What this exercise asks =
1. Condense the paragraph of the hydrogen peroxide toxicity passage that begins "Acute toxicity, including fatalities," into a bulleted list that keeps its main facts.
2. Summarize the passage on hydrogen peroxide toxicity in two sentences.

Passage to read =
---+---
Acute toxicity, including fatalities, has been reported in humans who accidentally ingested large amounts of concentrated H2O2 solutions (Spector 1956; Giusti 1973; Giberson et al. 1989; Humberston et al. 1990; Rackoff and Merton 1990; Christensen et al. 1992; Cina et al. 1994; Sherman et al. 1994; Asanza et al. 1995; Ijichi et al. 1997; Rider et al. 2008; Byrne et al. 2014). A retrospective survey of a regional poison control center found that over a 36-month period, 325 cases were caused by H2O2 poisoning, which accounted for 0.34% of all the reported causes (Dickson and Caravati 1994); however, the majority of the 325 cases (71%) was pediatric population (age < 18 years), with ingestion of H2O2 solution being the most common route of exposure (83% of cases). One major factor associated with the toxicity of H2O2 is its concentration. Ingestion of H2O2 solutions of less than 10% usually produces no significant adverse effects, although it may cause mild irritation to mucous membranes that results in spontaneous emesis or mild abdominal bloating (Humberston et al. 1990; Dickson and Caravati 1994). Exposure to H2O2 concentrations higher than 10%, however, can result in severe tissue burns and significant systemic toxicity. In addition to the tissue damage caused by oxidative reactions, gas embolism is responsible for various pathological consequences of H2O2 ingestion (Rackoff and Merton 1990). Each milliliter of 1% H2O2 releases 3.3 mL oxygen; therefore, 10 mL of 30% H2O2 can produce 1 L oxygen (Giberson et al. 1989; Humberston et al. 1990). Common symptoms observed in acute toxicity of H2O2 include stomach and chest pain, retention of breath, foaming at the mouth, loss of consciousness, motor and sensory disorders, fever, gastric hemorrhage, and liver damage. Although rare, death can occur.
---+---
[Point-per-instance localization data]
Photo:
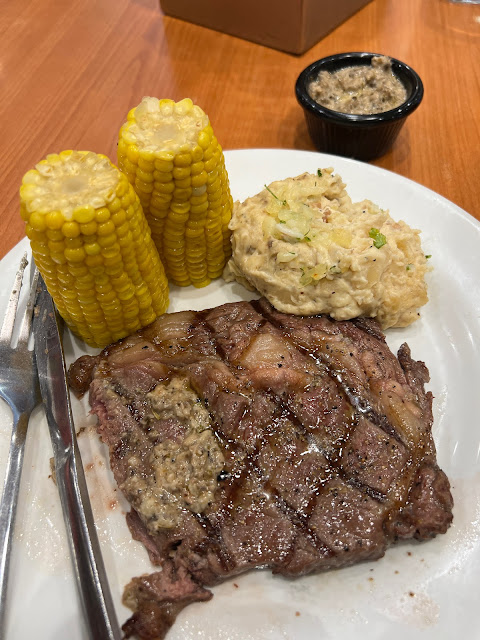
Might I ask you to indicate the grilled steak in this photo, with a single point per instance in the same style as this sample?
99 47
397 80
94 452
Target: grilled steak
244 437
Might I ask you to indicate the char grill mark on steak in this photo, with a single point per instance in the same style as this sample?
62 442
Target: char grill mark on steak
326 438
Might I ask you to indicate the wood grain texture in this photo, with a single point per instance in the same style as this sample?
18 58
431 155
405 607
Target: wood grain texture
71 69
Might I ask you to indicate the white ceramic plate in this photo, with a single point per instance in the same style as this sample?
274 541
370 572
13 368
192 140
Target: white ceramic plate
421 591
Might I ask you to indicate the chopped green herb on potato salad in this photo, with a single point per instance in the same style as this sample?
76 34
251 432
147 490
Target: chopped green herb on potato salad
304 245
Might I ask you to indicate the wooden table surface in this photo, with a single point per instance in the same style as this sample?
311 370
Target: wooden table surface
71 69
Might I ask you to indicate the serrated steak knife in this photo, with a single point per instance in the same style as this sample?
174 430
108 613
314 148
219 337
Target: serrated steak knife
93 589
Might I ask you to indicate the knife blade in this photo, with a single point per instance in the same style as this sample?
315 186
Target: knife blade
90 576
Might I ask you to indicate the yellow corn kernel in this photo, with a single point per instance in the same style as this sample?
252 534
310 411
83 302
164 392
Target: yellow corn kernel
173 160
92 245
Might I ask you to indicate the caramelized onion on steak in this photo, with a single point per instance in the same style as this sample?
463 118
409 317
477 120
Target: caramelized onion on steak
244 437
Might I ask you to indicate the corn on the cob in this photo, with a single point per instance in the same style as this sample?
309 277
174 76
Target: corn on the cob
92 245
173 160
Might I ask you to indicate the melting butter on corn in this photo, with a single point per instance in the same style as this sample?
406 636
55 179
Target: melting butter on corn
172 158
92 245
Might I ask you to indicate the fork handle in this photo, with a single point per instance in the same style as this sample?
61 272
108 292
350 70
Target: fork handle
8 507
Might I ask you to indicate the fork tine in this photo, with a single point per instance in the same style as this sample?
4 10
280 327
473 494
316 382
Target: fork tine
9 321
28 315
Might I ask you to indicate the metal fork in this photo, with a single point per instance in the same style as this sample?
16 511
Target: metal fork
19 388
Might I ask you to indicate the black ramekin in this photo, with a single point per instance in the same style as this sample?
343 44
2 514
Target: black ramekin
---+---
Task answers =
1.
- Humans who accidentally swallowed large amounts of concentrated H2O2 solutions have suffered acute toxicity, including deaths.
- Over 36 months, a regional poison control center recorded 325 H2O2 poisoning cases, 0.34% of all reported causes. Most cases (71%) involved people under 18, and ingestion was the most common route (83%).
- Concentration is a major factor in toxicity. Solutions under 10% usually cause no significant harm, though they may mildly irritate mucous membranes, causing spontaneous vomiting or mild abdominal bloating.
- Concentrations above 10% can cause severe tissue burns and significant systemic toxicity.
- Beyond oxidative tissue damage, gas embolism causes various pathological effects. Each milliliter of 1% H2O2 releases 3.3 mL of oxygen, so 10 mL of 30% H2O2 can produce 1 L.
- Common symptoms include stomach and chest pain, retention of breath, foaming at the mouth, loss of consciousness, motor and sensory disorders, fever, gastric hemorrhage, and liver damage.
- Death is rare but can occur.

2. Accidentally swallowing large amounts of concentrated H2O2 can cause acute toxicity and occasionally death, with most poisoning cases in one survey involving children and ingestion. Solutions below 10% usually cause only mild irritation, but higher concentrations can cause severe burns, systemic toxicity, and gas embolism, with symptoms ranging from stomach and chest pain to loss of consciousness and liver damage.